**Extracted text**
================
# This is "cheating", I'm afraid.............



## LaFoto (Aug 4, 2005)

Crows...












Seen like this in my dad's garden, these are original, non-cheating *scare*_crows_, but they don't really count for this board, right. Hmph... and they so nicely STAYED where they were......

And this "JonMikal-crow" ... is past its prime, I fear:






This was in my aunt's garden, and whether this one still manages to scare away the other birds from her blackberries I don't know.


----------



## Slovensky (Aug 4, 2005)

that's really made me laugh - something that's been lacking for me in the last couple of days.


Thanks LaFoto :mrgreen:


----------



## aprilraven (Aug 4, 2005)

uugghh....the last one  worried me....

way to go lafoto....and no..its not cheating... its being photographically creative..!!

lets see if chiller or jonmikal can "top" the last one...!!!


----------



## Raymond J Barlow (Aug 4, 2005)

lol!!


----------



## mentos_007 (Aug 4, 2005)

hahahaa Corinna got the best crows around the board buahahahahahah those are so neat


----------



## photo gal (Aug 4, 2005)

heeheheheheh  Oh I like this!  Thanks for the giggle LaFoto!  : )


----------



## Andrea K (Aug 4, 2005)

i htink the second one almost looks like the crow is moving...except for the cobwebs growing on it...

thanks for the laugh


----------



## JonMikal (Aug 4, 2005)

:lmao: you are hilarious Corinna. have you been playing in chiller's basement?
================
**Given material**
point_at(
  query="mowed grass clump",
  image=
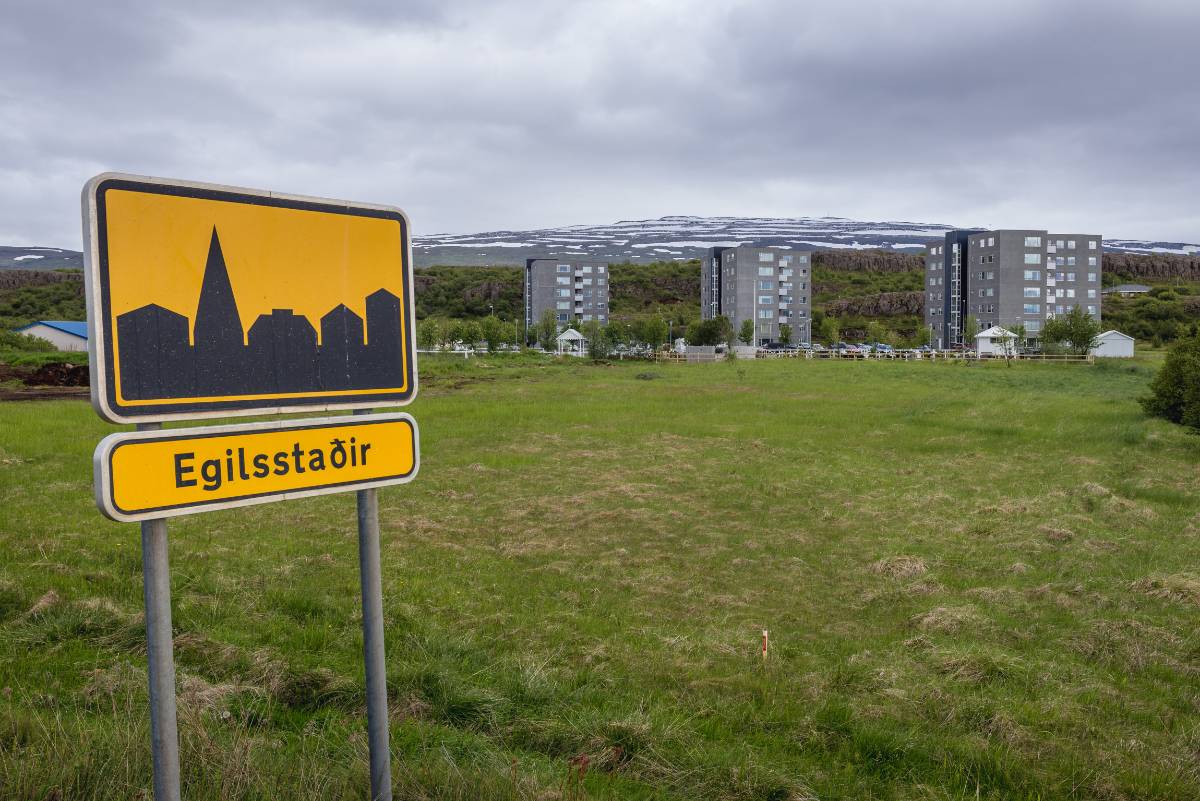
================
**Exercise objective**
Please repeat the part of the crow thread that begins with "## Andrea K" and ends with "in chiller's basement?", changing "basement" to "attic".

**Output of the exercise**
## Andrea K (Aug 4, 2005)

i htink the second one almost looks like the crow is moving...except for the cobwebs growing on it...

thanks for the laugh


----------



## JonMikal (Aug 4, 2005)

:lmao: you are hilarious Corinna. have you been playing in chiller's attic?